----- Отрывок текста

Протянутое междометие взято из Ветхого завета, из Книги пророка Иеремии (I, 6): «И я сказал: а-а-а, господи! Я, как дитя, не умею говорить. Но господь сказал мне: не говори „я дитя', иди, куда я пошлю, и говори все, что прикажу» (Книгу пророка Иеремии я цитирую по Вульгате. В Септуагинте и в восточнославянских изданиях Библии XVI–XVII вв. междометия «а-а-а» нет. Следовательно, в данном случае старообрядцы ориентировались на традицию библейского текста, совпадающую с Вульгатой). Ясно, что у Никиты Пустосвята этот выкрик указывает на боговдохновенность языка, которым пользуются вожди староверов. Ясно также, что религиозная фантазия приписывала мистические свойства и «мутным словесам» юродивых. Они пригодны для общения с богом, и поэтому в житии Василия Блаженного бессмысленный лепет героя истолкован агиографом как «человекам непонятный разговор», с ангелами.
Протянутое междометие «а» как знак, указывающий на особность языка, употреблялось и в новейшей русской литературе. Словотворец и своего рода юродивый В. Хлебников (Н. Н. Асеев отнюдь не случайно в поэме «Маяковский начинается» назвал его «Достоевского Идиот») подписал свои прозаические опыты «Простая повесть» и «Юноша Ямир» псевдонимом АААА.
Противоположность, даже враждебность языка юродивых и речи толпы подчеркнуты в одной прекрасной сцене из жития Андрея Цареградского. Вообще Андрей, как и подобает юродивому, не беседует с людьми, он вещает нечто загадочное, что не всякому и не сразу дано уразуметь. Но однажды он нарушил свое обыкновение, снизошел до беседы — при следующих примечательных обстоятельствах. Некий юноша, пожелавший принять на себя тяготы юродства, на людях просил Андрея наставить его. Конечно, Андрей считал это делом чрезвычайной важности и не хотел уклониться. Но выкриками и «непонятным разговором»
трудно вразумить человека, необходима внятная беседа. И тогда Андрей сделал так, что юноша нежданно-негаданно заговорил по-сирийски. Учитель и ученик общались посредством «сирской речи», и слушатели-греки ничего не могли понять. Таким способом и особность языка юродивого была сохранена, и собеседник вразумлен.

----------
----- Записанные сведения

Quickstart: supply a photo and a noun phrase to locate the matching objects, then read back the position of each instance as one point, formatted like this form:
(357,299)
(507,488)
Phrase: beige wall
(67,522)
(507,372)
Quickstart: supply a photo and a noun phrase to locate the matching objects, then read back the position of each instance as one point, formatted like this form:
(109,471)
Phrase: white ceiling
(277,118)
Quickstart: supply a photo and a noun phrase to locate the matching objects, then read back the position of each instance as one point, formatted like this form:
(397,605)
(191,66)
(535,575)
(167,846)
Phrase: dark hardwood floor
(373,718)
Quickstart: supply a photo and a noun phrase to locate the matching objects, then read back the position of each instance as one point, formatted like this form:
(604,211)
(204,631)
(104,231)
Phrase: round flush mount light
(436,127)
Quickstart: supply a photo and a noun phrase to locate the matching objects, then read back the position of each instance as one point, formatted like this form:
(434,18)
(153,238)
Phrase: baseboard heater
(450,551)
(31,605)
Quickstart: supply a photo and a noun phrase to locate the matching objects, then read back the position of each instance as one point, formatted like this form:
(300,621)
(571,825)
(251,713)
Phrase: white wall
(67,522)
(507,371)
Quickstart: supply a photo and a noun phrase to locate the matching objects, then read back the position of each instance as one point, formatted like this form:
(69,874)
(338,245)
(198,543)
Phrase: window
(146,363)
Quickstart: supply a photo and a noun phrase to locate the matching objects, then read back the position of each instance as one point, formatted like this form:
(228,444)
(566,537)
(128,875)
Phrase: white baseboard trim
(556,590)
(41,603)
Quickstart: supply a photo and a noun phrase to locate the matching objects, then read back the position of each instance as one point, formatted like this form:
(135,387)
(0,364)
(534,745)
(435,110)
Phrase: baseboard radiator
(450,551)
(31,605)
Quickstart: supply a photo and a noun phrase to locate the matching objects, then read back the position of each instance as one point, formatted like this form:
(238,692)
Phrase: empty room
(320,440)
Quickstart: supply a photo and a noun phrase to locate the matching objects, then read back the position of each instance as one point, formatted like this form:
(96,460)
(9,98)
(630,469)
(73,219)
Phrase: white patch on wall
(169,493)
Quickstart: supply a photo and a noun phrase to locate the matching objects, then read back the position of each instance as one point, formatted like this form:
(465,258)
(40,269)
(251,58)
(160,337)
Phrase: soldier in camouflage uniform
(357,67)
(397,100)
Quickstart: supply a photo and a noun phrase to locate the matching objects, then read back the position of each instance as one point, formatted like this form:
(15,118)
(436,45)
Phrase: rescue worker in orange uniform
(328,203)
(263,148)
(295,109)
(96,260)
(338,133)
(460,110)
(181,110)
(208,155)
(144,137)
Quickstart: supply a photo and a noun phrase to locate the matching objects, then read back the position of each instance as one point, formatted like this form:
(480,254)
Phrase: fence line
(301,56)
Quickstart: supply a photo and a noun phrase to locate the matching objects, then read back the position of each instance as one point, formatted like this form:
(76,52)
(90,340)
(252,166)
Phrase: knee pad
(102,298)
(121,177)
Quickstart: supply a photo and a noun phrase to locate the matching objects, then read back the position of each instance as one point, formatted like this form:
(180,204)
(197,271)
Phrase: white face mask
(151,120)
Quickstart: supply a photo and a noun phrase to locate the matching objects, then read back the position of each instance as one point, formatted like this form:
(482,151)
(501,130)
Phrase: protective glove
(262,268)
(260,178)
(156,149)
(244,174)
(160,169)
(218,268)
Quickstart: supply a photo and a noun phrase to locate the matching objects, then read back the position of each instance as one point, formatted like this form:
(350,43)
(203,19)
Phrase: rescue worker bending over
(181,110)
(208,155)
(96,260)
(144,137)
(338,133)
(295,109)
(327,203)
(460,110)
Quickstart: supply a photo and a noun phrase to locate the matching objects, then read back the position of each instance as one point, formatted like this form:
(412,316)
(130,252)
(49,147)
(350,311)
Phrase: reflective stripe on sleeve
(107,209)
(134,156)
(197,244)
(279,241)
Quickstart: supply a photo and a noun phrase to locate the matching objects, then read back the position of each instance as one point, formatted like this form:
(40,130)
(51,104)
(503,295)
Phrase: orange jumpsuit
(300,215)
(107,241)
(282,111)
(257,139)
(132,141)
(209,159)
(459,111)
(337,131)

----------

Короткое задание → Перескажите короче абзац отрывка о языке юродивых, который начинается словами «Протянутое междометие взято из Ветхого завета». Главные факты должны остаться.

Ответ → Протянутое междометие «а-а-а» взято из Книги пророка Иеремии (I, 6). Там пророк говорит, что не умеет говорить, как дитя, а Господь велит ему идти и говорить всё, что прикажет. Книга цитируется по Вульгате. В Септуагинте и в восточнославянских изданиях Библии XVI–XVII вв. этого междометия нет, значит, старообрядцы шли за традицией, совпадающей с Вульгатой. У Никиты Пустосвята этот выкрик указывает на боговдохновенность языка вождей староверов. Религиозная фантазия приписывала мистические свойства и «мутным словесам» юродивых: они годятся для общения с Богом. Поэтому в житии Василия Блаженного агиограф истолковал бессмысленный лепет героя как «человекам непонятный разговор» с ангелами.